**Passage to read**:

※ ※ ※

4.4. Subionospheric VLF/LF Propagation Anomalies (Lower Ionospheric Perturbations)

Subionospheric VLF/LF propagation results for the first EQ are presented in Figure 14, in which two propagation paths of JJY-PTK and JJI-PTK are shown. No anomaly was observed in January, so the result of February is shown in Figure 14. Here, we used the nighttime fluctuation method [16,21,22,23], where the abscissa indicates the day and the ordinate refers to the current nighttime amplitude (as an average of amplitude during the local night) in dB and the horizontal broken lines mean −2 sigma (sigma, standard deviation) for the detection of VLF/LF anomalies. For comparison, as the top panel we included the temporal change of atmospheric pressure at the station of PTK in order to eliminate the meteorological effects.

The temporal evolution of the nighttime amplitude of the path of JJI-PTK seems generally to be rather well correlated with the pressure variation, and a significant anomaly as depletion in nighttime amplitude is likely to be related to the pressure variation of meteorological effects.

In contrast to the path of JJI-PTK, the propagation path of JJY-PTK exhibited a rather different temporal behavior such that a significant depletion in nighttime amplitude took place on 2 February, a marginal anomaly (nearly at the level of −2 sigma) took place on 6 and 7 February, and the last anomaly took place on 13 February (the day of EQ). Especially, the last VLF/LF anomaly is likely to be a very definite imminent precursor to the EQ. As seen from the geomagnetic activity, there was a small geomagnetic storm (Dst = −30 nT) on 6 February, so the VLF anomalies on 6 and 7 February might be related to this small storm.

※ ※ ※

**Records shown**:

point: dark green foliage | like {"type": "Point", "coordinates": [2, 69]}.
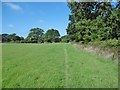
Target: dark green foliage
{"type": "Point", "coordinates": [35, 35]}
{"type": "Point", "coordinates": [11, 38]}
{"type": "Point", "coordinates": [52, 35]}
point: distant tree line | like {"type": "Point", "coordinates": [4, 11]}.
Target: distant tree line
{"type": "Point", "coordinates": [89, 22]}
{"type": "Point", "coordinates": [36, 35]}
{"type": "Point", "coordinates": [93, 21]}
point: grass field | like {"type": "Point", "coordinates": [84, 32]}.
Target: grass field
{"type": "Point", "coordinates": [55, 66]}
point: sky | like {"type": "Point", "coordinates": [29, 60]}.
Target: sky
{"type": "Point", "coordinates": [20, 17]}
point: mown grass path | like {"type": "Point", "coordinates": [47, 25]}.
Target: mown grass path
{"type": "Point", "coordinates": [55, 66]}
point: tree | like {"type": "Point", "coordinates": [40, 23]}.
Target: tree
{"type": "Point", "coordinates": [91, 21]}
{"type": "Point", "coordinates": [35, 35]}
{"type": "Point", "coordinates": [65, 39]}
{"type": "Point", "coordinates": [52, 35]}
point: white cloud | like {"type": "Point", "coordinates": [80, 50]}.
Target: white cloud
{"type": "Point", "coordinates": [11, 25]}
{"type": "Point", "coordinates": [14, 6]}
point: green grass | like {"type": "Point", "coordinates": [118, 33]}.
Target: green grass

※ ※ ※

**Written task A**:
Extract verbatim the portion of the passage on subionospheric VLF/LF propagation anomalies that runs from "In contrast to" up to and including "this small storm.".
**Written task B**:
Put the records from the line with "point: distant tree" up to and including the last line of the records into a numbered list, omitting any blank lines.

**Exercise solution A**:
In contrast to the path of JJI-PTK, the propagation path of JJY-PTK exhibited a rather different temporal behavior such that a significant depletion in nighttime amplitude took place on 2 February, a marginal anomaly (nearly at the level of −2 sigma) took place on 6 and 7 February, and the last anomaly took place on 13 February (the day of EQ). Especially, the last VLF/LF anomaly is likely to be a very definite imminent precursor to the EQ. As seen from the geomagnetic activity, there was a small geomagnetic storm (Dst = −30 nT) on 6 February, so the VLF anomalies on 6 and 7 February might be related to this small storm.

**Exercise solution B**:
1. point: distant tree line | like {"type": "Point", "coordinates": [4, 11]}.
2. Target: distant tree line
3. {"type": "Point", "coordinates": [89, 22]}
4. {"type": "Point", "coordinates": [36, 35]}
5. {"type": "Point", "coordinates": [93, 21]}
6. point: grass field | like {"type": "Point", "coordinates": [84, 32]}.
7. Target: grass field
8. {"type": "Point", "coordinates": [55, 66]}
9. point: sky | like {"type": "Point", "coordinates": [29, 60]}.
10. Target: sky
11. {"type": "Point", "coordinates": [20, 17]}
12. point: mown grass path | like {"type": "Point", "coordinates": [47, 25]}.
13. Target: mown grass path
14. {"type": "Point", "coordinates": [55, 66]}
15. point: tree | like {"type": "Point", "coordinates": [40, 23]}.
16. Target: tree
17. {"type": "Point", "coordinates": [91, 21]}
18. {"type": "Point", "coordinates": [35, 35]}
19. {"type": "Point", "coordinates": [65, 39]}
20. {"type": "Point", "coordinates": [52, 35]}
21. point: white cloud | like {"type": "Point", "coordinates": [80, 50]}.
22. Target: white cloud
23. {"type": "Point", "coordinates": [11, 25]}
24. {"type": "Point", "coordinates": [14, 6]}
25. point: green grass | like {"type": "Point", "coordinates": [118, 33]}.
26. Target: green grass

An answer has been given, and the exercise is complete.